--- Text Enclosed Below ---
The data object is dataclasses.asdict(cfg.data), with an additional __class__ field with cfg.data.__class__.__name__ as the value.

The dataset field stores the absolute path to the root directory of the original image dataset, allowing runs to create symlinks back to the source images for visualization and analysis.

2.2. shards.json

A single array of shard objects, each of which has the following fields:

field type semantic
name string shard filename (acts000000.bin).
n_ex int the number of examples in the shard.

3. Shard sizing maths

tokens_per_ex = patches_per_ex + (1 if cls_token else 0)

ex_per_shard = floor(patches_per_shard / (tokens_per_ex * len(layers)))

shape_per_shard = (
    ex_per_shard, len(layers), tokens_per_ex, d_model,
)

patches_per_shard is a budget (default ~2.4 M) chosen so a shard is approximately 10 GiB for Float32 @ d_model = 1024.

The last shard will have a smaller value for ex_per_shard; this value is documented in n_ex in shards.json


4. Data Layout and Global Indexing

The entire dataset of activations is treated as a single logical 4D tensor with the shape (n_ex, len(layers), tokens_per_ex, d_model). This logical tensor is C-contiguous with axes ordered [Example, Layer, Token, Dimension].

Physically, this tensor is split along the first axis (Example) into multiple shards, where each shard is a single binary file. The number of examples in each shard is constant, except for the final shard, which may be smaller.

To locate an arbitrary activation vector, a reader must convert a logical coordinate (global_ex_idx, layer_value, token_idx) into a file path and an offset within that file.

4.1 Definitions

Let the parameters from metadata.json be:

  • L = len(layers)
  • P = patches_per_ex
  • T = P + (1 if cls_token else 0) (Total tokens per example)
  • D = d_model
  • S = n_ex from shards.json or ex_per_shard from Section 3 (shard sizing).

4.2 Coordinate Transformations

Given a logical coordinate:

  • global_ex_idx: integer, with 0 <= global_ex_idx < n_ex
  • layer: integer, must be an element of layers
  • token_idx: integer, 0 <= token_idx < T

The physical location is found as follows:

  1. Identify Shard:

    • shard_idx = global_ex_idx // S
    • ex_in_shard = global_ex_idx % S The target file is acts{shard_idx:06d}.bin.
  2. Identify Layer Index: The stored data contains a subset of the ViT's layers. The logical layer_value must be mapped to its index in the stored layers array.

    • layer_idx = layers.index(layer) A reader must raise an error if layer is not in layers.
  3. Calculate Offset: The data within a shard is a 4D tensor of shape (S, L, T, D). The offset to the first byte of the desired activation vector [ex_in_shard, layer_idx , token_idx] is:

    • offset_in_vectors = (ex_in_shard * L * T) + (layer_idx * T) + token_idx
    • offset_in_bytes = offset_in_vectors * D * 4 (assuming 4 bytes for float32)

A reader can then seek to offset_in_bytes and read $D \times 4$ bytes to retrieve the vector.
--- End of Enclosed Text ---
▸ **Exercise details**
Transcribe verbatim everything in the activation-shard specification from "Let the parameters" down to "3 (shard sizing).". The entries are separate material and are independent of the activation-shard specification.
--- Records Enclosed Below ---
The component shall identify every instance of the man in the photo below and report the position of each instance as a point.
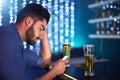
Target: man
(30, 26)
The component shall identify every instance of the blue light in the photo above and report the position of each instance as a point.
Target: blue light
(61, 25)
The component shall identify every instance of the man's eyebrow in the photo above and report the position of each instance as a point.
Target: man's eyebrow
(43, 27)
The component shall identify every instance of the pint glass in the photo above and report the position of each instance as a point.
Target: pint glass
(88, 50)
(66, 50)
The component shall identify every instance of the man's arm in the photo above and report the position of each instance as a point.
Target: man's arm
(58, 68)
(45, 51)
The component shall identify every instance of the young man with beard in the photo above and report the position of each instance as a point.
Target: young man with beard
(30, 26)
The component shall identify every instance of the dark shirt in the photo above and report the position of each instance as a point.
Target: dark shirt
(13, 56)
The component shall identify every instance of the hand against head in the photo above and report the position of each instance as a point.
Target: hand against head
(59, 66)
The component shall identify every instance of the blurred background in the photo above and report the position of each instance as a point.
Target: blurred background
(78, 22)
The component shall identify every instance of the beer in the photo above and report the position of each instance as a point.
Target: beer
(89, 61)
(66, 48)
(66, 51)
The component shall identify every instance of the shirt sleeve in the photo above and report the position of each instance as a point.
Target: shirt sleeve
(32, 59)
(11, 64)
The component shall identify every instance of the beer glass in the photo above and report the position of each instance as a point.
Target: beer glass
(88, 50)
(66, 51)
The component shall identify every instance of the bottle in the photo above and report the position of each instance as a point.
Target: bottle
(107, 28)
(97, 28)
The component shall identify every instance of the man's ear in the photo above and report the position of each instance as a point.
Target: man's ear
(28, 21)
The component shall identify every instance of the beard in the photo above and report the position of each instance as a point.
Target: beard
(30, 35)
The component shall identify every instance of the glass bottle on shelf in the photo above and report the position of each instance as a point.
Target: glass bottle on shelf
(107, 28)
(113, 28)
(97, 28)
(118, 27)
(102, 28)
(118, 8)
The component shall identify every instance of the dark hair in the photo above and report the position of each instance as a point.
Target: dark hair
(34, 10)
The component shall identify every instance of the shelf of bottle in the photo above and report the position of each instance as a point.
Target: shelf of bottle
(104, 36)
(101, 3)
(103, 19)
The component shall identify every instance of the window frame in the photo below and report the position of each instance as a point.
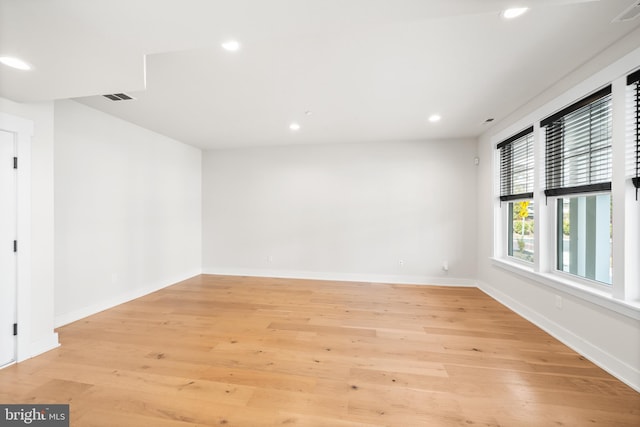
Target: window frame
(623, 296)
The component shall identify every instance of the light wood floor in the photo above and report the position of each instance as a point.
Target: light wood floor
(233, 351)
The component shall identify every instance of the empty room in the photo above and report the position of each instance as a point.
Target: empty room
(320, 213)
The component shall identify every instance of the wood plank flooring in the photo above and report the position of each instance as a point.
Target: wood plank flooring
(237, 351)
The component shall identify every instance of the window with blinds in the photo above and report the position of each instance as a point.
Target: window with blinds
(578, 146)
(634, 81)
(516, 166)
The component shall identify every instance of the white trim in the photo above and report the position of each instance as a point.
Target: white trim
(616, 367)
(345, 277)
(66, 318)
(45, 344)
(23, 131)
(591, 294)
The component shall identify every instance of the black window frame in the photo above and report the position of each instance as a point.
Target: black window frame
(556, 128)
(634, 79)
(507, 159)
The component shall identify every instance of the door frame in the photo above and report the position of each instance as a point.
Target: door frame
(22, 129)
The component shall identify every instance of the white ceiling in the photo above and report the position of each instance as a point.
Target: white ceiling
(368, 70)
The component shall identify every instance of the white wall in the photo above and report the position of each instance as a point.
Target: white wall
(342, 211)
(40, 330)
(609, 338)
(127, 211)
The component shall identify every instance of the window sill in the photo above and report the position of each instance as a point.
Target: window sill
(627, 308)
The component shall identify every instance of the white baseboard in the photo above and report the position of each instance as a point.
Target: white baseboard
(619, 369)
(66, 318)
(346, 277)
(43, 345)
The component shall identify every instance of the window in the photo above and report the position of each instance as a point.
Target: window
(516, 183)
(521, 234)
(633, 80)
(584, 237)
(578, 167)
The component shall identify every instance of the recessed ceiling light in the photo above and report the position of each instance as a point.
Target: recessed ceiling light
(231, 45)
(16, 63)
(514, 12)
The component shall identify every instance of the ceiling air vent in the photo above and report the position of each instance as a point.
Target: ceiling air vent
(630, 13)
(119, 97)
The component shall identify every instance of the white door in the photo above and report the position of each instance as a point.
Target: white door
(8, 256)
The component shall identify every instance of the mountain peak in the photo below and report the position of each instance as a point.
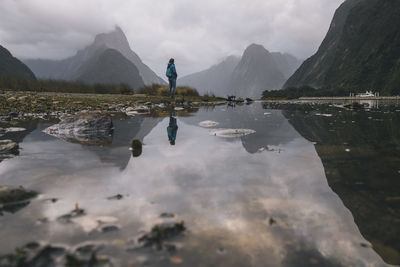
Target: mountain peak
(255, 50)
(115, 39)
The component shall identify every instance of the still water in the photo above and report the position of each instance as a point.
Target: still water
(314, 185)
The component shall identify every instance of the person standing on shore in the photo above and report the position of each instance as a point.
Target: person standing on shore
(172, 75)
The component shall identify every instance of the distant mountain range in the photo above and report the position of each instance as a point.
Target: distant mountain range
(215, 80)
(360, 51)
(109, 59)
(10, 65)
(247, 76)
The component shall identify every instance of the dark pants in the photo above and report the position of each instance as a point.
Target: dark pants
(172, 86)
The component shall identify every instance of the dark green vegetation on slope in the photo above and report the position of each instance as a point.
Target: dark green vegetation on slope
(361, 50)
(8, 82)
(10, 65)
(366, 176)
(110, 67)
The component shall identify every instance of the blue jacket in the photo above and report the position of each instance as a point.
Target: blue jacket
(173, 71)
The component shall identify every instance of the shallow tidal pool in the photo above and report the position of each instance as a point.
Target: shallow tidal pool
(297, 185)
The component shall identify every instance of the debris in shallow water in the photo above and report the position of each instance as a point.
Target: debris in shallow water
(109, 228)
(221, 251)
(116, 197)
(364, 245)
(161, 232)
(208, 124)
(324, 115)
(167, 215)
(232, 133)
(176, 260)
(136, 148)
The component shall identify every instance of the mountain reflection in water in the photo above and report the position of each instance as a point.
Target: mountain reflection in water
(243, 203)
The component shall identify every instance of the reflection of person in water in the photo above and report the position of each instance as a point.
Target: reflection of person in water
(136, 148)
(172, 128)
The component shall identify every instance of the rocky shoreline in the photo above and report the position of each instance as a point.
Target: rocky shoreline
(20, 106)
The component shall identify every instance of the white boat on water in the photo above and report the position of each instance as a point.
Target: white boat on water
(366, 94)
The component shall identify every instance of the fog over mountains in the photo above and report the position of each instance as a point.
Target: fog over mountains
(361, 50)
(247, 76)
(108, 59)
(10, 65)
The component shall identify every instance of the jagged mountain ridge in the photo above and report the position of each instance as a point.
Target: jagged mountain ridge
(9, 65)
(68, 69)
(110, 66)
(257, 70)
(213, 80)
(360, 51)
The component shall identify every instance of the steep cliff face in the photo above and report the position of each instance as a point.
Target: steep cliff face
(69, 68)
(256, 72)
(110, 67)
(361, 50)
(213, 80)
(10, 65)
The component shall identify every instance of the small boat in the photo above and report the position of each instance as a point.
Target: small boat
(366, 94)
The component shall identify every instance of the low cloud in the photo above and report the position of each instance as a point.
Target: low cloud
(196, 34)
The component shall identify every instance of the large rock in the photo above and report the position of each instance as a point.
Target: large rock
(92, 128)
(8, 149)
(11, 194)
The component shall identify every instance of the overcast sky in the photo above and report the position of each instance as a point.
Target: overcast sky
(196, 33)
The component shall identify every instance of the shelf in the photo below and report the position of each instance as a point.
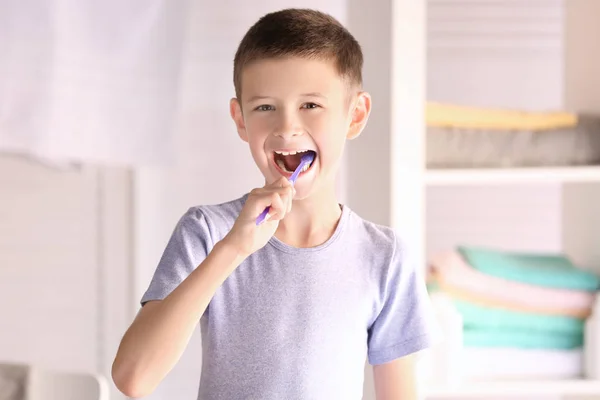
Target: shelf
(448, 177)
(521, 389)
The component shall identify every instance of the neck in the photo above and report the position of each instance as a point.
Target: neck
(312, 221)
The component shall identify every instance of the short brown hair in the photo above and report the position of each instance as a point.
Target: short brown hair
(301, 33)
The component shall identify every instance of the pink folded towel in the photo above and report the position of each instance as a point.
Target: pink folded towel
(457, 277)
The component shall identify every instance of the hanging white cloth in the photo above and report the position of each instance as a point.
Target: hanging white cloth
(90, 81)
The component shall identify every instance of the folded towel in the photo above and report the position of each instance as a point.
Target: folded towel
(520, 339)
(476, 316)
(454, 275)
(552, 271)
(513, 363)
(456, 116)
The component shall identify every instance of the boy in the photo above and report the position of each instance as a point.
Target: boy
(288, 308)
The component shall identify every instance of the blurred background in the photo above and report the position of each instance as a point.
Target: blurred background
(483, 149)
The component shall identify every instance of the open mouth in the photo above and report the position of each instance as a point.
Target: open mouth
(288, 161)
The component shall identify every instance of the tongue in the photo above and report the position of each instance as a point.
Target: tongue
(292, 161)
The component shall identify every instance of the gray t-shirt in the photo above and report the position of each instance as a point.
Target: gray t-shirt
(297, 323)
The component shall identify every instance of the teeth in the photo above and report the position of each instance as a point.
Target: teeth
(291, 152)
(282, 166)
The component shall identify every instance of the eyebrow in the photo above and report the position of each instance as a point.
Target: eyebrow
(254, 98)
(313, 94)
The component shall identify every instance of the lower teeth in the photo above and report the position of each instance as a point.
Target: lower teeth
(283, 167)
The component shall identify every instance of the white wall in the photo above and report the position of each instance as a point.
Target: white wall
(65, 251)
(496, 54)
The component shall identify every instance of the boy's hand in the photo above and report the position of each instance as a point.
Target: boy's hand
(245, 236)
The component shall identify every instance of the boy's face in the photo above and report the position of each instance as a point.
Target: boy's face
(294, 105)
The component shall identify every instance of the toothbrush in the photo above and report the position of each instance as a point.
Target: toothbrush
(303, 166)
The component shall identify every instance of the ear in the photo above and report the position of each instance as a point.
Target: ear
(235, 109)
(360, 115)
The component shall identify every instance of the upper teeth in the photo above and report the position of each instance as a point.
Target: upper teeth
(290, 153)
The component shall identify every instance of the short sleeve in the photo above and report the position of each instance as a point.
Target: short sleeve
(405, 323)
(187, 247)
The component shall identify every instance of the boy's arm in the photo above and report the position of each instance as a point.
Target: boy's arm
(396, 380)
(160, 333)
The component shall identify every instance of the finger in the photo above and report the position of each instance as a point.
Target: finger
(258, 200)
(278, 207)
(279, 183)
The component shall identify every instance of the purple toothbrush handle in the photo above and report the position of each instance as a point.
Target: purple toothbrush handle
(260, 219)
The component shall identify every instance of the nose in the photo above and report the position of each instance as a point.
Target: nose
(289, 126)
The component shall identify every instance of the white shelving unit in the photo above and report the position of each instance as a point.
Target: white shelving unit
(569, 215)
(524, 389)
(554, 64)
(508, 176)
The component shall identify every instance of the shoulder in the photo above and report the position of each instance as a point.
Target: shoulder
(214, 219)
(382, 239)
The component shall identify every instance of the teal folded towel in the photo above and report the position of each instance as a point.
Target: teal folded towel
(520, 339)
(547, 270)
(476, 316)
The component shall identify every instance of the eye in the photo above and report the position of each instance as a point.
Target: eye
(265, 107)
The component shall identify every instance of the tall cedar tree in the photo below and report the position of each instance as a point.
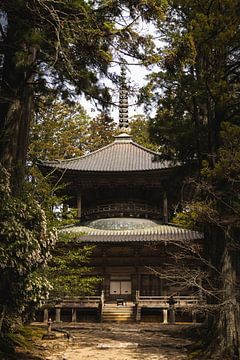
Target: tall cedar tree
(61, 46)
(196, 90)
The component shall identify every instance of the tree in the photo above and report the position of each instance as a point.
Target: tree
(61, 48)
(196, 90)
(101, 131)
(58, 132)
(26, 239)
(139, 130)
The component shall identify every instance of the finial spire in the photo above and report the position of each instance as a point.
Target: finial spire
(123, 99)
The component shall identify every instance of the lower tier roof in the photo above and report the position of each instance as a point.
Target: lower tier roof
(156, 233)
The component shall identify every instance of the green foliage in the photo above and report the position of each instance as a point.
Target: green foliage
(196, 87)
(139, 130)
(68, 270)
(59, 131)
(101, 131)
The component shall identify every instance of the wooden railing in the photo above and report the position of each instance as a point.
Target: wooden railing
(130, 207)
(163, 301)
(82, 301)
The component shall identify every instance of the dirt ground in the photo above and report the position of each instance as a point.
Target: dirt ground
(118, 342)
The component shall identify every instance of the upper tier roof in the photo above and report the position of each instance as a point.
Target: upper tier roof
(121, 155)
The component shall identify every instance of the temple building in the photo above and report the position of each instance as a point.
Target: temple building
(124, 194)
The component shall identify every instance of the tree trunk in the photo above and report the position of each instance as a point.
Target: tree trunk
(16, 100)
(226, 331)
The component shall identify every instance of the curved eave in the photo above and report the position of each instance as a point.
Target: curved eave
(162, 233)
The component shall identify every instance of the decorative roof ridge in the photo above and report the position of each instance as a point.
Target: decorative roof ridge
(78, 157)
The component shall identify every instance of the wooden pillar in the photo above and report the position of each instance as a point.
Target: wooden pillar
(79, 206)
(165, 318)
(58, 315)
(74, 314)
(194, 316)
(45, 315)
(165, 208)
(138, 313)
(172, 315)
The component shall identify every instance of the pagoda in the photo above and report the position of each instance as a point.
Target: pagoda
(123, 193)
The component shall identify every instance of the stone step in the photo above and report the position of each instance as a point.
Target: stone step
(118, 313)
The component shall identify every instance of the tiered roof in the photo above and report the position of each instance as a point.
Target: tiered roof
(123, 155)
(158, 233)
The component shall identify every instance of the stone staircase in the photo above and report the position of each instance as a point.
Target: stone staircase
(112, 312)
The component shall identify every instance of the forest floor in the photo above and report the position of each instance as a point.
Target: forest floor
(115, 342)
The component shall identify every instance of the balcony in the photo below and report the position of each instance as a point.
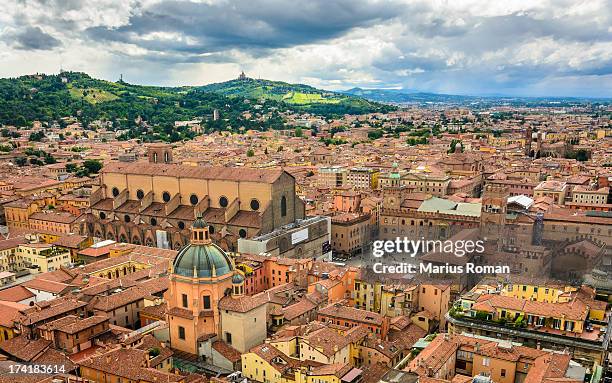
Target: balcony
(587, 340)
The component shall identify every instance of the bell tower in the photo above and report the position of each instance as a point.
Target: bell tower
(493, 211)
(160, 153)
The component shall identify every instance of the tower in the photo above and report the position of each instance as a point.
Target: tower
(160, 153)
(493, 210)
(528, 140)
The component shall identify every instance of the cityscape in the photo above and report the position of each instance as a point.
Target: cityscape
(328, 192)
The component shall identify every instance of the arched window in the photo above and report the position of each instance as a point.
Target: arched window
(193, 199)
(166, 196)
(223, 202)
(254, 204)
(283, 206)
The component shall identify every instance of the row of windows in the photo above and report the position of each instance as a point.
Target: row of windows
(205, 301)
(193, 199)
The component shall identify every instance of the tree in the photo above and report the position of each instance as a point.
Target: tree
(37, 136)
(92, 166)
(71, 168)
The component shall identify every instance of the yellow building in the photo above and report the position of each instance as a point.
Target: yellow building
(9, 313)
(267, 364)
(41, 257)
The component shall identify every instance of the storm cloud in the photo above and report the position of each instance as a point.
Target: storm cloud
(549, 47)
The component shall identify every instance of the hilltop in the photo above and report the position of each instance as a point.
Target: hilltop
(300, 96)
(51, 97)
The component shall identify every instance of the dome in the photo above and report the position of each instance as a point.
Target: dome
(199, 223)
(202, 261)
(237, 279)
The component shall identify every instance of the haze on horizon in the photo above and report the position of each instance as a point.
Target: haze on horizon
(520, 47)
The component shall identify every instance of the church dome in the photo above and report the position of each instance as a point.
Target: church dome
(237, 279)
(202, 261)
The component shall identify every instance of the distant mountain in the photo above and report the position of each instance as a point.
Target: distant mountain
(299, 96)
(51, 97)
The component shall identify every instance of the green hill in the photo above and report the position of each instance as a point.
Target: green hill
(297, 96)
(49, 98)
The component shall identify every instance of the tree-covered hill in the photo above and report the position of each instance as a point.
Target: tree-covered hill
(298, 96)
(48, 98)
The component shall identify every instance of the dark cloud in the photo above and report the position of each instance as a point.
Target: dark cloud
(256, 26)
(422, 45)
(33, 38)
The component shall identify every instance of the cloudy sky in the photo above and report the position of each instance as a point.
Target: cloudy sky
(515, 47)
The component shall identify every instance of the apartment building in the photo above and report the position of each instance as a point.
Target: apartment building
(539, 316)
(331, 177)
(469, 358)
(363, 178)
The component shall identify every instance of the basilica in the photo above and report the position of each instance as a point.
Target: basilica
(208, 310)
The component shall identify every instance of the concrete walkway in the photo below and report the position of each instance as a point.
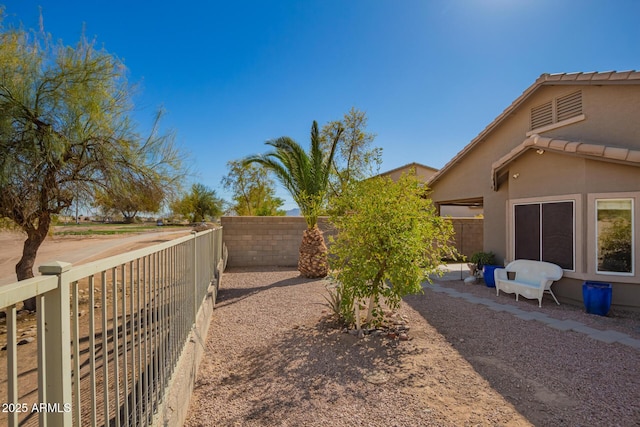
--- End of Enclosed Records ---
▸ **Reply to the exercise**
Let the parameters from metadata.json be:

  • L = len(layers)
  • P = patches_per_ex
  • T = P + (1 if cls_token else 0) (Total tokens per example)
  • D = d_model
  • S = n_ex from shards.json or ex_per_shard from Section 3 (shard sizing).